* _WHAT THE TASK ASKS_: Report each line below that carries the word "wavy".

RECORD SET: Begin

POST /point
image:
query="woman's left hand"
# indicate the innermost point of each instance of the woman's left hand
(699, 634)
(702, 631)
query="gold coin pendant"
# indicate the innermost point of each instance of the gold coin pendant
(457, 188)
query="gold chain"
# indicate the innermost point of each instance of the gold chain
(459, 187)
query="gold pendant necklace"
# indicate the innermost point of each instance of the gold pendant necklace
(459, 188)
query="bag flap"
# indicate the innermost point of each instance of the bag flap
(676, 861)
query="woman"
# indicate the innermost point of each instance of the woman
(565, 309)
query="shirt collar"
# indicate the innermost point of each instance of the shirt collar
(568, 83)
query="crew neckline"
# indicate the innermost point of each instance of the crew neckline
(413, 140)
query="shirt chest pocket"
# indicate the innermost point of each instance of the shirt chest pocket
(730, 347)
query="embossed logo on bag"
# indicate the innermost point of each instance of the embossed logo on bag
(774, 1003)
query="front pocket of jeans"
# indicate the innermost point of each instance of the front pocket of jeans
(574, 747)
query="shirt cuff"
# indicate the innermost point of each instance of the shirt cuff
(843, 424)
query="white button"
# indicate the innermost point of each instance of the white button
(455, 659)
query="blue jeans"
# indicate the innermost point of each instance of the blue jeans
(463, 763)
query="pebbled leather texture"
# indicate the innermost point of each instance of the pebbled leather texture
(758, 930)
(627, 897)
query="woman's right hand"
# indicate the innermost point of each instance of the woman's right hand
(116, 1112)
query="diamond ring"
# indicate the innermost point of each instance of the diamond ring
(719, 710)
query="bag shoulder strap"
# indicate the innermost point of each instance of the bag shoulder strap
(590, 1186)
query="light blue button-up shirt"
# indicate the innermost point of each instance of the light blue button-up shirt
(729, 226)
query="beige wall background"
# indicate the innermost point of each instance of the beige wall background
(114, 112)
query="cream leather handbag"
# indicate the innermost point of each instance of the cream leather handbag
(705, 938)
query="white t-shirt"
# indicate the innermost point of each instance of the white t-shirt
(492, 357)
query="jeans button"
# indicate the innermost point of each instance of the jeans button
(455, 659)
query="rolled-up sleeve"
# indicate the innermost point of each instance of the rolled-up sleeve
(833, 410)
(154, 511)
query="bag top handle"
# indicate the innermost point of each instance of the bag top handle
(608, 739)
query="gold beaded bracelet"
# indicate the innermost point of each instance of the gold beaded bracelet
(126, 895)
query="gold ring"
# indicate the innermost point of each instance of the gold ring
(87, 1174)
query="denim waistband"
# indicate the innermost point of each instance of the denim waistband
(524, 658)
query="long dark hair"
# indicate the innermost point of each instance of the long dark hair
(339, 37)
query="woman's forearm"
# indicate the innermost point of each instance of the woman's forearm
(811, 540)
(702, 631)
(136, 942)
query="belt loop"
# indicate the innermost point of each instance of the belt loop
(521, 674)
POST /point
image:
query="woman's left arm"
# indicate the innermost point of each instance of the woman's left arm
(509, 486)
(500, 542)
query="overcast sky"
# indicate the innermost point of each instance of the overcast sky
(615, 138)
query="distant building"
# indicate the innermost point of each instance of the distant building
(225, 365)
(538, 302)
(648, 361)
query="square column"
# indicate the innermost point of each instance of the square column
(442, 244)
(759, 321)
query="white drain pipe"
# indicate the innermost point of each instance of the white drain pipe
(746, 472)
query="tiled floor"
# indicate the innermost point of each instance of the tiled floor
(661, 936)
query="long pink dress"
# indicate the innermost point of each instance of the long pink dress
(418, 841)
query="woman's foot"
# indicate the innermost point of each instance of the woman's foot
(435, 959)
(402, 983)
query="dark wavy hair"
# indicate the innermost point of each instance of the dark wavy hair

RECORD SET: End

* _EXERCISE RESULT_:
query="dark wavy hair"
# indicate the innermost point of each instance of the dark wavy hair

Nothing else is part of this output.